**Your instructions**
Output the listing word for word, minus pictures.

(Record set begins)

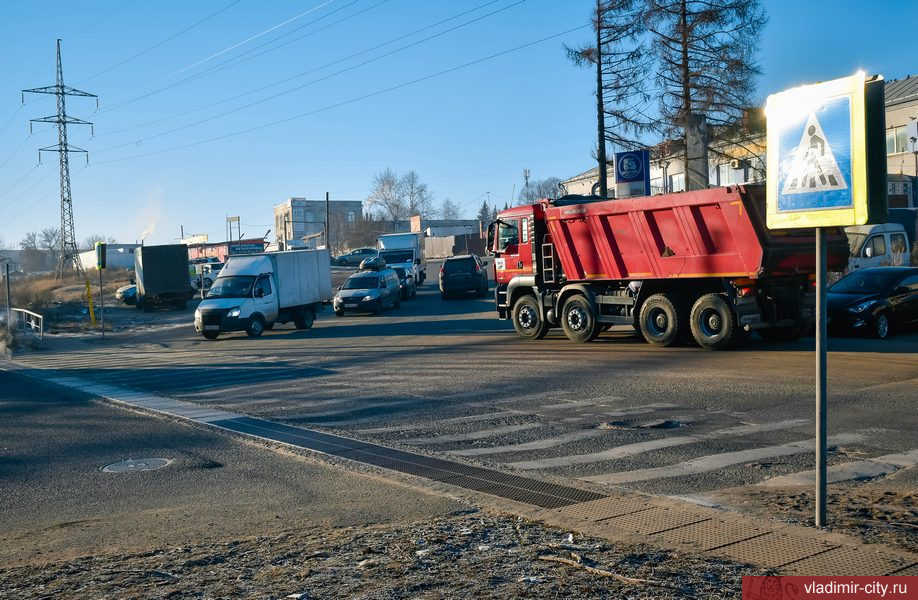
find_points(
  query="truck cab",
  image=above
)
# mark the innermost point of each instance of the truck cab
(881, 245)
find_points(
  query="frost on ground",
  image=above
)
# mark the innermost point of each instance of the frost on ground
(470, 554)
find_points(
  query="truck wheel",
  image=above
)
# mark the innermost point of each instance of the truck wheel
(305, 319)
(782, 334)
(256, 326)
(662, 320)
(713, 323)
(527, 319)
(578, 320)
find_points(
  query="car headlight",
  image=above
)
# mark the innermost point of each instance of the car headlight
(861, 306)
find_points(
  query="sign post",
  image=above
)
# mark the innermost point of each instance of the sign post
(826, 168)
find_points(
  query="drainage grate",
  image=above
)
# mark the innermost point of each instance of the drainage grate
(136, 464)
(512, 487)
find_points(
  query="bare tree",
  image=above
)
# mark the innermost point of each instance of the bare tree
(622, 58)
(418, 198)
(386, 199)
(706, 62)
(535, 191)
(449, 210)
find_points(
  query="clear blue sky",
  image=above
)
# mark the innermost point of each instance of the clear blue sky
(317, 96)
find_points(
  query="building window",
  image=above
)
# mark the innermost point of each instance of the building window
(677, 182)
(896, 140)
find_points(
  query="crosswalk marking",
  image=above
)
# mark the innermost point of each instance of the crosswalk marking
(714, 462)
(474, 435)
(641, 447)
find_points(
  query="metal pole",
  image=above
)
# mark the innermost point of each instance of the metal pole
(821, 327)
(9, 302)
(102, 303)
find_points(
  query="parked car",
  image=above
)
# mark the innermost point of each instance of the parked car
(464, 273)
(875, 301)
(355, 257)
(127, 293)
(368, 291)
(406, 283)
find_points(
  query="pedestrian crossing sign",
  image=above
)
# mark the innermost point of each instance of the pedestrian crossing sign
(821, 139)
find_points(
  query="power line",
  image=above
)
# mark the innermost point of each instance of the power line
(346, 102)
(297, 76)
(157, 45)
(120, 104)
(313, 82)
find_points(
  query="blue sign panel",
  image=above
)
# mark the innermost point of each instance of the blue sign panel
(814, 172)
(632, 168)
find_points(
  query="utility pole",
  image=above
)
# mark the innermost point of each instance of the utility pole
(69, 256)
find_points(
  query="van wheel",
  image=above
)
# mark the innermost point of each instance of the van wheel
(256, 326)
(662, 320)
(578, 320)
(527, 319)
(305, 319)
(713, 323)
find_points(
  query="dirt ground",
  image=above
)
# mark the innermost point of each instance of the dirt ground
(467, 554)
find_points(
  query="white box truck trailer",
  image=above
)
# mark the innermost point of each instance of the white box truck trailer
(404, 250)
(255, 291)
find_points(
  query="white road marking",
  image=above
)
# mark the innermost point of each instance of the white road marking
(473, 435)
(860, 469)
(641, 447)
(713, 462)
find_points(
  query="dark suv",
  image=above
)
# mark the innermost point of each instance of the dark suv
(464, 273)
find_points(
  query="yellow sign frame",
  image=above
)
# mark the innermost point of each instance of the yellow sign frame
(792, 105)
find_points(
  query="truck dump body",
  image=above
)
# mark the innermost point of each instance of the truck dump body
(718, 232)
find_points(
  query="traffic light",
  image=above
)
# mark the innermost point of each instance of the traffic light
(100, 255)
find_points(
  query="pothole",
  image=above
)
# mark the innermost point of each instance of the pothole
(642, 424)
(136, 464)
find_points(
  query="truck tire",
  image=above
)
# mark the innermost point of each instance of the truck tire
(782, 334)
(528, 320)
(579, 320)
(256, 326)
(713, 323)
(304, 319)
(662, 320)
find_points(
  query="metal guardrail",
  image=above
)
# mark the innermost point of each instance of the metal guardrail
(29, 322)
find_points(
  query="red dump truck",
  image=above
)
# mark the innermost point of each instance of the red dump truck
(693, 264)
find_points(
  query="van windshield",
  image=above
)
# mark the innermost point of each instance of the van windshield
(364, 282)
(397, 256)
(855, 241)
(237, 286)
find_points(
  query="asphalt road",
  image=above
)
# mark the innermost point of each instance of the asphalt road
(57, 502)
(447, 377)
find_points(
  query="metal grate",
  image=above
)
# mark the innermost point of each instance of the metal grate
(847, 561)
(772, 550)
(709, 534)
(504, 485)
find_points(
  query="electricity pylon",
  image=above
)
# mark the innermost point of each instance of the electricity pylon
(69, 257)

(Record set ends)

**Solution to the problem**
find_points(
  query="truck cab",
  image=above
)
# mark the innermost point of each instance of the truck cab
(881, 245)
find_points(
  query="frost on ground",
  image=above
)
# mark the innermost point of each instance of the frost on ground
(470, 554)
find_points(
  query="truck wheel",
  image=above
)
# mark the innermost point of each instance of the truck wheel
(305, 319)
(782, 334)
(256, 326)
(662, 320)
(713, 323)
(527, 319)
(578, 320)
find_points(
  query="car headlight",
  image=above
)
# mark the innermost point of each instance of the car headlight
(861, 306)
find_points(
  query="sign post",
  image=above
)
# mark the innermost point of each instance of the sign post
(826, 168)
find_points(
  query="drainage grate",
  image=above
)
# mark the innermost point of each instance of the drainage grate
(136, 464)
(512, 487)
find_points(
  query="bare tree",
  image=above
)
# mark the innermost point of each instance of the bare tree
(622, 58)
(418, 198)
(386, 199)
(706, 62)
(535, 191)
(449, 210)
find_points(
  query="clear blue sky",
  image=above
)
# mark the innermost point of each instance of the clear blue sky
(317, 96)
find_points(
  query="building window",
  image=above
)
# mark the innermost point of each instance of the building window
(677, 182)
(896, 140)
find_points(
  query="crosswalk marking",
  image=above
)
# mark the innermost point of each instance of the crosswalk marking
(714, 462)
(474, 435)
(641, 447)
find_points(
  query="metal pole",
  image=above
)
# mark the innermost point of each instance of the metal pole
(821, 327)
(9, 302)
(102, 303)
find_points(
  query="parked car",
  image=above
)
# mark the innermost point of each instance of the parked car
(464, 273)
(875, 301)
(355, 257)
(127, 293)
(368, 291)
(406, 283)
find_points(
  query="pedestrian crossing sign",
  image=above
)
# mark the innermost point of each instance of the pedestrian crossing sign
(821, 139)
find_points(
  query="power line",
  image=above
)
# mark the innermost point of each instance of the power line
(346, 102)
(297, 76)
(157, 45)
(120, 104)
(313, 82)
find_points(
  query="blue sign panel",
  image=above
)
# mark the innermost point of each instance of the blue sign panel
(814, 172)
(632, 168)
find_points(
  query="utility pole",
  image=above
)
# mark the innermost point of each instance of the utility pole
(69, 256)
find_points(
  query="van wheel",
  image=above
)
# mark the innermost point of each instance of the van wheel
(256, 326)
(662, 320)
(578, 320)
(527, 319)
(305, 319)
(713, 323)
find_points(
  query="dirt ground",
  image=above
)
# mark the innermost point of each instance of the dirt ground
(467, 554)
find_points(
  query="white box truck trailer",
  image=above
)
# mark the innermost point of each instance of the white box truck trailer
(404, 250)
(255, 291)
find_points(
  query="white road marking",
  image=above
)
# mark the innermost point of each instance of the white road marking
(473, 435)
(860, 469)
(641, 447)
(713, 462)
find_points(
  query="dark suv",
  image=above
)
# mark the innermost point of each instance of the dark suv
(464, 273)
find_points(
  query="yellow sign frame",
  image=above
)
# mark the innermost point of each instance of the yellow sign frame
(792, 105)
find_points(
  query="truck dump body",
  image=above
)
# mark the innermost point of each instance of the truck dump body
(718, 232)
find_points(
  query="traffic light",
  image=above
)
# mark the innermost point of each instance of the traffic light
(100, 255)
find_points(
  query="pothole",
  image=above
)
# mark the innermost point of each instance of the pothole
(642, 424)
(136, 464)
find_points(
  query="truck tire",
  image=above
)
# mark the innermost point of each instance of the truck tire
(782, 334)
(528, 320)
(579, 320)
(256, 326)
(713, 323)
(304, 319)
(662, 320)
find_points(
  query="metal guardrail",
  image=above
)
# mark the innermost point of each instance of the metal guardrail
(29, 322)
find_points(
  query="red dump truck",
  image=above
)
# mark the innermost point of each instance of the red dump truck
(693, 264)
find_points(
  query="van windshield",
  image=above
)
# mark the innermost point of each instance of the van windshield
(364, 282)
(397, 256)
(855, 241)
(237, 286)
find_points(
  query="asphalt road",
  image=above
)
# mark the innermost point of each instance of the asphalt road
(57, 502)
(447, 377)
find_points(
  query="metal grate",
  image=above
)
# mark the innermost point of each instance of the metal grate
(847, 561)
(772, 550)
(709, 534)
(504, 485)
find_points(
  query="electricity pylon",
  image=above
)
# mark the innermost point of each instance of the electricity pylon
(69, 257)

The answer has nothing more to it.